Goal:
Copy out the records below line for line, starting at the line that contains "Practice. Spot the headlight" and ending with the line that contains "Target: overcast sky".

════════════════

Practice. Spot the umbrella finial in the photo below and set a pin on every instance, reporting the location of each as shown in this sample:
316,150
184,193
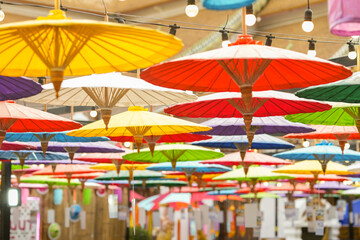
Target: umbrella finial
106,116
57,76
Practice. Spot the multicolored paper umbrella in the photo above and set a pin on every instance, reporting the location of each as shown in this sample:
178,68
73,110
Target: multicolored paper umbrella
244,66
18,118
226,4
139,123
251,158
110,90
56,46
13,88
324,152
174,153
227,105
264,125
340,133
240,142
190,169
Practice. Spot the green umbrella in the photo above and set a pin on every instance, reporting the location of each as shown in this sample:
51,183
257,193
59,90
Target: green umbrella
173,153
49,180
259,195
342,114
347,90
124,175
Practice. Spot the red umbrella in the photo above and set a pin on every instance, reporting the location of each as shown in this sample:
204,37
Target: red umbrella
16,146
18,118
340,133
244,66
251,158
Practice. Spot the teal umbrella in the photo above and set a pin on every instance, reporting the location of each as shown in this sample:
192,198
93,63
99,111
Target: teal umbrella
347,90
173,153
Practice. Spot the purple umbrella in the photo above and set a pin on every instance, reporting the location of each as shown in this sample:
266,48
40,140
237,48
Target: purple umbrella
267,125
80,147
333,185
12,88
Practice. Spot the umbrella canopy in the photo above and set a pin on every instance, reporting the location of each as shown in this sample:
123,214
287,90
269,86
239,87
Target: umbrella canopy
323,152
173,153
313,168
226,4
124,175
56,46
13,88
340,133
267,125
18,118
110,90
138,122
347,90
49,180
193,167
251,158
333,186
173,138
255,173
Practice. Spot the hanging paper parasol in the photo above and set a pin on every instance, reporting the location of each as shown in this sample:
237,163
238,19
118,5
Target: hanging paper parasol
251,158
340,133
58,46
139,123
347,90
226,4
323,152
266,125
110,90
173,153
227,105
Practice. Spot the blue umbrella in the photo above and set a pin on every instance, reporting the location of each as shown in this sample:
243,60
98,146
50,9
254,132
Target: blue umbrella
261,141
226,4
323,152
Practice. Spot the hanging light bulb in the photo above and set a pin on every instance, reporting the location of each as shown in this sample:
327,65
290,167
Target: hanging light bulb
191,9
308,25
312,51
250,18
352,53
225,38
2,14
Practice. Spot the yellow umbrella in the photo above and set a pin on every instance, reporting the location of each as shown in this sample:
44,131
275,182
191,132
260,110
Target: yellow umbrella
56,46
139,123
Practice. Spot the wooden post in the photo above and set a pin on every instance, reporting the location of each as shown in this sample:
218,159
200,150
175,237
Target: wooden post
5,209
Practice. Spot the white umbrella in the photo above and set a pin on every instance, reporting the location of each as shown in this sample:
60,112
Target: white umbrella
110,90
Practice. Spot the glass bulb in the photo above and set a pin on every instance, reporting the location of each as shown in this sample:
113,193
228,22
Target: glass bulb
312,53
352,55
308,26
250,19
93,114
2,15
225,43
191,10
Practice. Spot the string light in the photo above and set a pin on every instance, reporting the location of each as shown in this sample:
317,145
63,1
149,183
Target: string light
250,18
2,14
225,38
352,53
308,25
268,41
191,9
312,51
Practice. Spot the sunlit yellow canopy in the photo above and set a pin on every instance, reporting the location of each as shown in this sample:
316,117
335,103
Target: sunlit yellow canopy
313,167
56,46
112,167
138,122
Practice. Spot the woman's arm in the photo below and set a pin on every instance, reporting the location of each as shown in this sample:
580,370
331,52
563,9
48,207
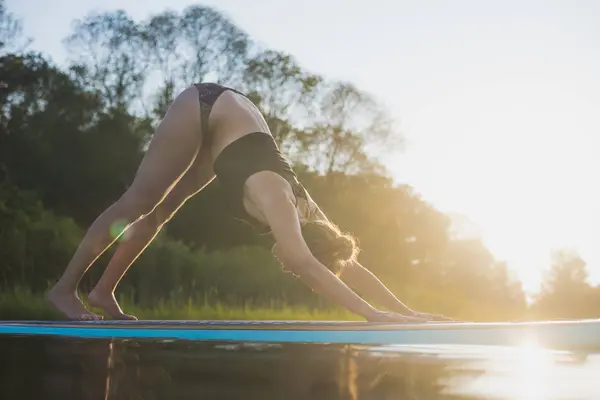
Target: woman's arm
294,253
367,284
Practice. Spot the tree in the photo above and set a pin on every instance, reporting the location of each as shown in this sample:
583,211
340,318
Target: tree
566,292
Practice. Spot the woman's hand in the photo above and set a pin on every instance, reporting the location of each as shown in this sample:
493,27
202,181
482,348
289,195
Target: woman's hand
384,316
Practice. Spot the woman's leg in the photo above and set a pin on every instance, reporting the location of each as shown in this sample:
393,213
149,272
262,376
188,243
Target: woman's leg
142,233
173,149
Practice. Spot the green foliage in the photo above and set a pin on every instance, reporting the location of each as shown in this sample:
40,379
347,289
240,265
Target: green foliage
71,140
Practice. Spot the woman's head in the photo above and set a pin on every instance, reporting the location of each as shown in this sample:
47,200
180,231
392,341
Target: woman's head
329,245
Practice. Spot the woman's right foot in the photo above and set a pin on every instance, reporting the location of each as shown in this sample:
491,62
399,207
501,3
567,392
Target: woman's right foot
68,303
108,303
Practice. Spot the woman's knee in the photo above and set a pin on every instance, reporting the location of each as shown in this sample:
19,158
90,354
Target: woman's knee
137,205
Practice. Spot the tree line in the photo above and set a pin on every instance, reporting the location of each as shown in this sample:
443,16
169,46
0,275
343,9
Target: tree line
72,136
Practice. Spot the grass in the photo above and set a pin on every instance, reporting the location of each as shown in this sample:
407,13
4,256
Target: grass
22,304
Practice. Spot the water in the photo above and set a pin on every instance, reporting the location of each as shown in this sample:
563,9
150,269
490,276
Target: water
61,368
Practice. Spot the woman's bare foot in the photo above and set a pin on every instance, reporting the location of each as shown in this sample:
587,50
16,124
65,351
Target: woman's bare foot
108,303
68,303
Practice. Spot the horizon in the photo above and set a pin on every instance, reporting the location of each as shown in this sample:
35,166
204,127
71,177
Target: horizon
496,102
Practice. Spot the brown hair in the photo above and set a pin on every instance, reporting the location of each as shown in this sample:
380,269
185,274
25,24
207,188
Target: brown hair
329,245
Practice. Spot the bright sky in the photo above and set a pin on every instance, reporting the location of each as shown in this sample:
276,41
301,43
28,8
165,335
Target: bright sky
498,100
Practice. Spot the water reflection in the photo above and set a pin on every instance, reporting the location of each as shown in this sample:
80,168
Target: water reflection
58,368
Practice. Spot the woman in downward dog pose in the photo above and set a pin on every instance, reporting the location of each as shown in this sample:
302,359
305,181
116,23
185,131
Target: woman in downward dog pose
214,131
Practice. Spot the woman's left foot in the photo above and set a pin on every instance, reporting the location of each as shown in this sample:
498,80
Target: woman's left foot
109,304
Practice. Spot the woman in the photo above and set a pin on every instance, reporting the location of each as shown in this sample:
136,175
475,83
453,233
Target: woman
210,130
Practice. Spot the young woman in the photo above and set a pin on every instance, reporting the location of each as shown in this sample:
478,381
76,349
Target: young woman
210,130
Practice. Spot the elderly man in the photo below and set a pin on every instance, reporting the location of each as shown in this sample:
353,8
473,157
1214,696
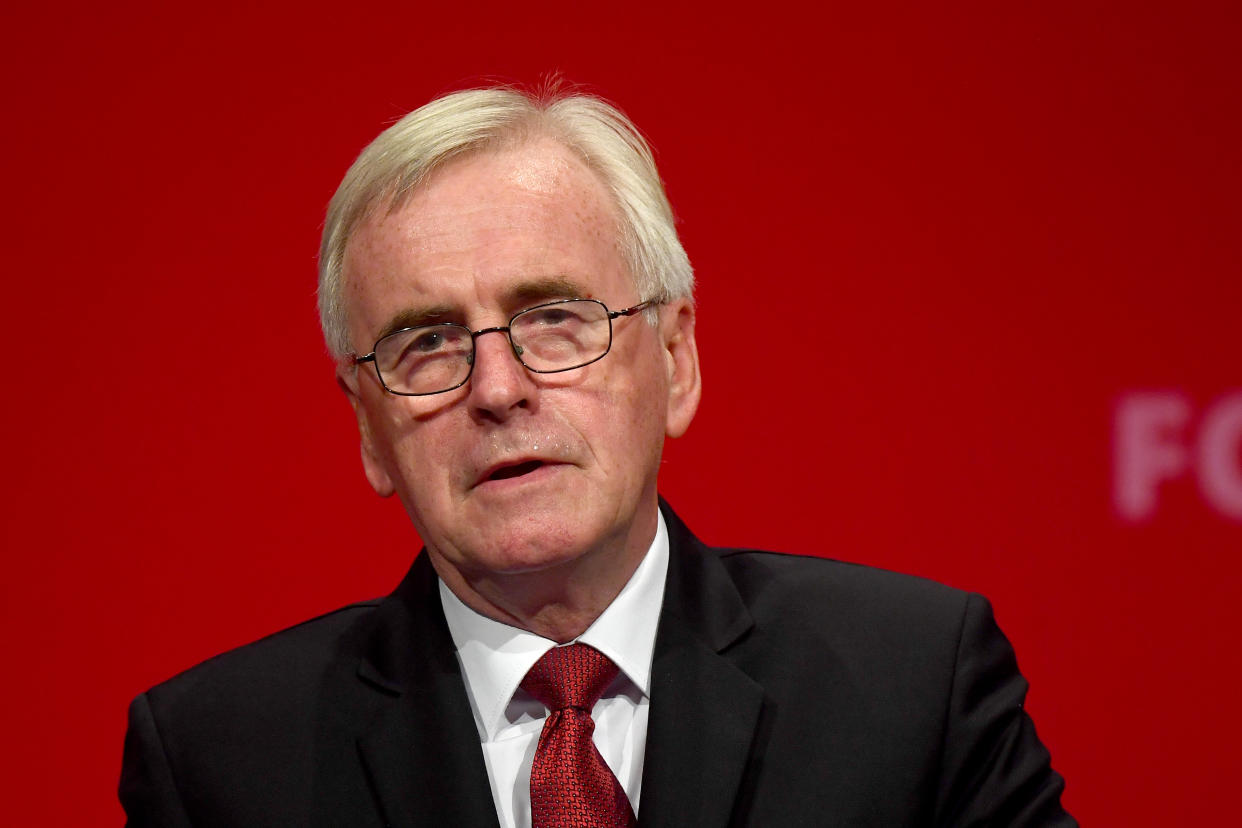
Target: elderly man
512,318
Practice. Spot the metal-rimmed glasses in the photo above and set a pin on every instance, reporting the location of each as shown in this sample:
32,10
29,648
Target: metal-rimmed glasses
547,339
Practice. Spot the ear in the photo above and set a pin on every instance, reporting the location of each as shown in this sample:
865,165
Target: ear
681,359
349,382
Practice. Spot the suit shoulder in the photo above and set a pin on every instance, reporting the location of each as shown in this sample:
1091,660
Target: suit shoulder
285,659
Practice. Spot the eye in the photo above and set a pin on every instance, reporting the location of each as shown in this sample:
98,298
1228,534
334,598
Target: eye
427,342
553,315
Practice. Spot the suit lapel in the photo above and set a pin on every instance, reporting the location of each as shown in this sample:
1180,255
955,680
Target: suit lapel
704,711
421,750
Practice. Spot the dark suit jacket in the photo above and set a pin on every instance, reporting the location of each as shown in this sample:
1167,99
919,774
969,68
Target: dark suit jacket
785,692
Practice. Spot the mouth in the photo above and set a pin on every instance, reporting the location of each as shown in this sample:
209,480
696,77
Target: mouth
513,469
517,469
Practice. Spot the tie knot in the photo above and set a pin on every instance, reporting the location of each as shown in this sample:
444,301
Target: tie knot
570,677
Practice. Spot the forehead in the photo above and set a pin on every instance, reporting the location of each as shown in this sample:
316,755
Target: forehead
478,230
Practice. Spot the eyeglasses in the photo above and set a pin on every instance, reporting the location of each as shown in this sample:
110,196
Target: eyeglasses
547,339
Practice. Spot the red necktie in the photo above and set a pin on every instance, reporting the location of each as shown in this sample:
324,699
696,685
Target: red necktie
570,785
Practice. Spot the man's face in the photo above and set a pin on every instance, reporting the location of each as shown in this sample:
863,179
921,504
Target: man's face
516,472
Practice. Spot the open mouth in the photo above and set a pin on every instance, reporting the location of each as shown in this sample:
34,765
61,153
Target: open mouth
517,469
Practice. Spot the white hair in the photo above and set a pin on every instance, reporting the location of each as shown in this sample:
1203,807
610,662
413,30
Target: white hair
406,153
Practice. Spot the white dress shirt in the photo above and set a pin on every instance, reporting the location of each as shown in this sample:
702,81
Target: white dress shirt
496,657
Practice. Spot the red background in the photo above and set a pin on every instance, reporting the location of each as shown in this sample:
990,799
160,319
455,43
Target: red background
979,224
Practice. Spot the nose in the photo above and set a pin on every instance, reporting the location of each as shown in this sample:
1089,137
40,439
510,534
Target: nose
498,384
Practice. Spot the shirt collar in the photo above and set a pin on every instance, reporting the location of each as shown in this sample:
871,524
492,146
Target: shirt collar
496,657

════════════════

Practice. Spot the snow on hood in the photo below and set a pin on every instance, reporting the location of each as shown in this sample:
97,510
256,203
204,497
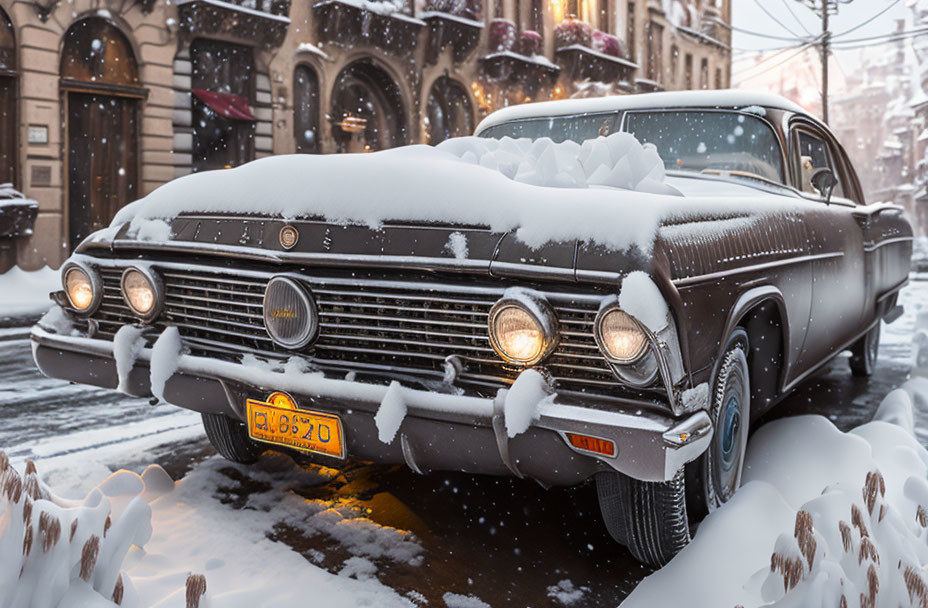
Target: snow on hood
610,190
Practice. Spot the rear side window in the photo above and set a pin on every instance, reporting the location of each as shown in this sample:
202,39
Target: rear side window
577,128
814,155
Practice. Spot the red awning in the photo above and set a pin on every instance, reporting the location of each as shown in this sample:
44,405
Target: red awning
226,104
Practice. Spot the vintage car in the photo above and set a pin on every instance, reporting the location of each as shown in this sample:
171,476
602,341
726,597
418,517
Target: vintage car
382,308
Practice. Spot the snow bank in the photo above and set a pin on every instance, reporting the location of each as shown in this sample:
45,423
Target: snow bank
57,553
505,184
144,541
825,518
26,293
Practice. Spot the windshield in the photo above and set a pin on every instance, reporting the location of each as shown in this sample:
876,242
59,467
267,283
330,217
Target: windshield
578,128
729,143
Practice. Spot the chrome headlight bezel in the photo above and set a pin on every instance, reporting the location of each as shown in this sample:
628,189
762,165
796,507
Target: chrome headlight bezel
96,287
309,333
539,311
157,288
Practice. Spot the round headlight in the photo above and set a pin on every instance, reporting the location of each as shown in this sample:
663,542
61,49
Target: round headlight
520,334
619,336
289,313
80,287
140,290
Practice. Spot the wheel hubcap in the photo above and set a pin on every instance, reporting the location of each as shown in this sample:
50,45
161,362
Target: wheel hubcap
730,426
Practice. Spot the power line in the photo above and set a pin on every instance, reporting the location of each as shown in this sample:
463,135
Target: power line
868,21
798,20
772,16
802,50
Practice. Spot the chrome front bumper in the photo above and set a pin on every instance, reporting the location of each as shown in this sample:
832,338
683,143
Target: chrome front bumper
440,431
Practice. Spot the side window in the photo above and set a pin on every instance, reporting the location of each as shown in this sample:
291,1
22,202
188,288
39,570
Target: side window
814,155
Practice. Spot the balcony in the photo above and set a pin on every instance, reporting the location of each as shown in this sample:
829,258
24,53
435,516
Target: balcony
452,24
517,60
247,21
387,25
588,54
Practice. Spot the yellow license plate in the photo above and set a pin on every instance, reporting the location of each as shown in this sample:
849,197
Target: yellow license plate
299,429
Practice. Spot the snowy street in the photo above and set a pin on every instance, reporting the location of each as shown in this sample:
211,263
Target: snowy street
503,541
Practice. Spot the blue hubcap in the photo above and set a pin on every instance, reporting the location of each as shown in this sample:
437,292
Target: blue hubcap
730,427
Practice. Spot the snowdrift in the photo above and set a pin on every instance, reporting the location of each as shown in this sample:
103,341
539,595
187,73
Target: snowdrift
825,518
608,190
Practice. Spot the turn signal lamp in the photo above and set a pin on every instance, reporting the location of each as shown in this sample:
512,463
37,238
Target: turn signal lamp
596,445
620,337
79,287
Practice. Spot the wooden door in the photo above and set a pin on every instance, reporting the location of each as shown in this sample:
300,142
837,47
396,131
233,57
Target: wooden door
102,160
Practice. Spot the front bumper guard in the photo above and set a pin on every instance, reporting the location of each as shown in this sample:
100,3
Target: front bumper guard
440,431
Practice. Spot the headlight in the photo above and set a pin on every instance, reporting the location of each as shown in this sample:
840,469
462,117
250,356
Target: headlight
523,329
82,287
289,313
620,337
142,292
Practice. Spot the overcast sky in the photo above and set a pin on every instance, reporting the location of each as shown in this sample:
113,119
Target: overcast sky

════════════════

Written answer:
Practice. Spot the headlight in the photo above and set a pin on every instance, reporting the location of each as shown in this sample:
840,469
462,117
250,356
Target: headlight
523,329
82,287
289,313
620,337
142,292
Practice. Spot the overcast sky in the photo above and set a pin on every instance, reporting the location of each as shown in this sample:
113,119
Target: overcast sky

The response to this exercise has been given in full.